**Input data**
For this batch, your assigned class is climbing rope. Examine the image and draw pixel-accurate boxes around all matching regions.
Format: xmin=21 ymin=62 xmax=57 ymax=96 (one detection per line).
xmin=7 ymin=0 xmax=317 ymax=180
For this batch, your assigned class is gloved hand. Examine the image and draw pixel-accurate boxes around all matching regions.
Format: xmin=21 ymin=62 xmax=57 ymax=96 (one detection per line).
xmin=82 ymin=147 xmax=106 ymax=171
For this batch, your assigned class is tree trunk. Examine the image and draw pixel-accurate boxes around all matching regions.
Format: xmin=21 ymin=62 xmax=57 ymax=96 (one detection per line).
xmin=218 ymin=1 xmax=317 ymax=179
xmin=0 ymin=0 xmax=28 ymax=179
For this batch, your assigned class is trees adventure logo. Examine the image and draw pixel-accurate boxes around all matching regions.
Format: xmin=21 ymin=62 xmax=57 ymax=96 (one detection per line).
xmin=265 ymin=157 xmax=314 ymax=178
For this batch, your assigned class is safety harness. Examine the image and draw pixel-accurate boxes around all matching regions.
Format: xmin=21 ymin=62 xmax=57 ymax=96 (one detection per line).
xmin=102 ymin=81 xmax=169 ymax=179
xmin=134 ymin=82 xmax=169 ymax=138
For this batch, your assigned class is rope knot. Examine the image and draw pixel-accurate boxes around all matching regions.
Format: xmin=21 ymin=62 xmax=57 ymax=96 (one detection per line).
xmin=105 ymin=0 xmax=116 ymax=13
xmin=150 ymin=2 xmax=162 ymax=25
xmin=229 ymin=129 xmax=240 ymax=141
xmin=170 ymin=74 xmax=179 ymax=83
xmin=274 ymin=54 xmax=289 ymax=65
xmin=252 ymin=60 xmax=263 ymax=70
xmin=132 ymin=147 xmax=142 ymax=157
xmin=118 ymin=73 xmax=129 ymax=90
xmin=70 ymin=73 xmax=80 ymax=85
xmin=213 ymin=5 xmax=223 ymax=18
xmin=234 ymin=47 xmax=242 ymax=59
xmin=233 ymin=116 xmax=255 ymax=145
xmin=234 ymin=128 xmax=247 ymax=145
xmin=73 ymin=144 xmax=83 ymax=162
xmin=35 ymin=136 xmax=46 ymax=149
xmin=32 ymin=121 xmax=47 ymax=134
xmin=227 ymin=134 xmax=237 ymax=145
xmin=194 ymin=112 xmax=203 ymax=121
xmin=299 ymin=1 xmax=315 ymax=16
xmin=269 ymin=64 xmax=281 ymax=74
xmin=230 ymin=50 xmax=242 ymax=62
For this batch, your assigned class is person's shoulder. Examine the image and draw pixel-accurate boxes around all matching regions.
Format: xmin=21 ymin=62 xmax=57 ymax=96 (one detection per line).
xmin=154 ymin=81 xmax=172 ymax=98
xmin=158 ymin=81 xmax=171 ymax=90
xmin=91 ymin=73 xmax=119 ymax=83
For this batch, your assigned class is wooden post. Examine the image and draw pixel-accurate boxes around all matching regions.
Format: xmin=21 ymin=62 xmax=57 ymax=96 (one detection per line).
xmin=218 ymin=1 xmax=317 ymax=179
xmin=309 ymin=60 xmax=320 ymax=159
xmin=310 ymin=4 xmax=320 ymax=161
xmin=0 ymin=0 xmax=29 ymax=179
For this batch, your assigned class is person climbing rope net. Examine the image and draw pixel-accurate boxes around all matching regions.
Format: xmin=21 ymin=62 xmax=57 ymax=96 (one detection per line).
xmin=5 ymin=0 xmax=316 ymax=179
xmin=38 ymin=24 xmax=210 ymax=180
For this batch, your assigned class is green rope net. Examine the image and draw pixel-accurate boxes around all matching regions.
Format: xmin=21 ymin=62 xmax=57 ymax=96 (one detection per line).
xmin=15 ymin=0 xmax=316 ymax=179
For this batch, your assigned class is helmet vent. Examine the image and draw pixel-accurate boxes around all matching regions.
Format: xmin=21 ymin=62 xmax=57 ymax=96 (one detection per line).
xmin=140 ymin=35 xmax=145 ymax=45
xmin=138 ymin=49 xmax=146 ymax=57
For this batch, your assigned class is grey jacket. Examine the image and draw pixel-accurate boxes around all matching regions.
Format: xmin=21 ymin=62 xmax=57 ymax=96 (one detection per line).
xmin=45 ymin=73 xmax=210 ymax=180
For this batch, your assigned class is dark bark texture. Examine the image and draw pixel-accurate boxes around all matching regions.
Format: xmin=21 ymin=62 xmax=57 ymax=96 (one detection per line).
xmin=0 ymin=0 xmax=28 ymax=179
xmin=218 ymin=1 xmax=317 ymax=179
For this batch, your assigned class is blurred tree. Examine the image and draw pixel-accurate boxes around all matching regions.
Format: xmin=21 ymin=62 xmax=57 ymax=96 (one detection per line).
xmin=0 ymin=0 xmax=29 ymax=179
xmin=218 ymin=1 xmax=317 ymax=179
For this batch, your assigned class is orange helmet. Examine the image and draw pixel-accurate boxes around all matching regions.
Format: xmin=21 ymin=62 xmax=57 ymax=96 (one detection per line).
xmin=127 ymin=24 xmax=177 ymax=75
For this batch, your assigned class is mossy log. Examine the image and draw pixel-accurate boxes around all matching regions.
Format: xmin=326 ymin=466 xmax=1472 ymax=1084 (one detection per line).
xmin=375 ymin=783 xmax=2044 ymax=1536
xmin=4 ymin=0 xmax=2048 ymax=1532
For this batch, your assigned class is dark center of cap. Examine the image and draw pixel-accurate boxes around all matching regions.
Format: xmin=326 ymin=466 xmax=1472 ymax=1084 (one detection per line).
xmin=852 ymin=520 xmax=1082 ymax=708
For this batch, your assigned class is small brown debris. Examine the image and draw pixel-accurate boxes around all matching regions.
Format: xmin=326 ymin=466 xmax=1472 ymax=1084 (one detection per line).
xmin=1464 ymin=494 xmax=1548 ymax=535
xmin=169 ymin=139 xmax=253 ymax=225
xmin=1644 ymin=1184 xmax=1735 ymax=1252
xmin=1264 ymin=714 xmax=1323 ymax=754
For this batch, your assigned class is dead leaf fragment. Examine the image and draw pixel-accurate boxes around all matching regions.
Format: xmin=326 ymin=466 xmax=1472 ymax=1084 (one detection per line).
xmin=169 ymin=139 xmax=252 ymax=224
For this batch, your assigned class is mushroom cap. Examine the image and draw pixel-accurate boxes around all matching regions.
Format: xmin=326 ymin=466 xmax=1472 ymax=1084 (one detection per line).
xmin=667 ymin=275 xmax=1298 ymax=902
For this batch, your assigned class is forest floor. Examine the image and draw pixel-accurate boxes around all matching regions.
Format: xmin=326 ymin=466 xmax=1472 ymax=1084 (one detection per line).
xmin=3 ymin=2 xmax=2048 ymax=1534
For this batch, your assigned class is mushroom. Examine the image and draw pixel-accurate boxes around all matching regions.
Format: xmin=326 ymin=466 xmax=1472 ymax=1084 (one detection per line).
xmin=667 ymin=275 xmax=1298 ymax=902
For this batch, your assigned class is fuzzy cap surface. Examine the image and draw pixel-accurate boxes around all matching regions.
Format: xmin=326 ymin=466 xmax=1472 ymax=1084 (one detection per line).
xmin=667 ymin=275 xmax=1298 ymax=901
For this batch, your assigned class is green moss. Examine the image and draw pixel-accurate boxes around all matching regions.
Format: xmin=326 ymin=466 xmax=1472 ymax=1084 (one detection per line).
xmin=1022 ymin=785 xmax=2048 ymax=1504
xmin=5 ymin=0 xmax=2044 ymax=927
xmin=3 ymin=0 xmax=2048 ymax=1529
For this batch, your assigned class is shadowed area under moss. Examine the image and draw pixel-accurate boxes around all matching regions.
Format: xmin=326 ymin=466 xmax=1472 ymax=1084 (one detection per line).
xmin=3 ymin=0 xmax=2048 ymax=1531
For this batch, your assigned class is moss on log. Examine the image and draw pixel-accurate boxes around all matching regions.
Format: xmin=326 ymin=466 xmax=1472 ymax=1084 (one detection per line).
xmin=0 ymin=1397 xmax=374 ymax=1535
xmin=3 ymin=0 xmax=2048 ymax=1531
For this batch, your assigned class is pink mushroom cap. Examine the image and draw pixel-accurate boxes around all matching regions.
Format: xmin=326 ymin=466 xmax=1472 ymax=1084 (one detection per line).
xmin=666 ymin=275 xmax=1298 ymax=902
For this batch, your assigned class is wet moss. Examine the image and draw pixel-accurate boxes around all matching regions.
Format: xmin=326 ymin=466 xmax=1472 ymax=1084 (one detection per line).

**About this task**
Take the line containing "For this batch, your assigned class is wet" and every line after it up to the last line of the listing, and output them exactly, with nothing else.

**Finished exercise**
For this batch, your assigned class is wet moss. Examine the image and draw pixel-accurate boxes around all matching regions.
Format: xmin=326 ymin=466 xmax=1472 ymax=1084 (one detection per line).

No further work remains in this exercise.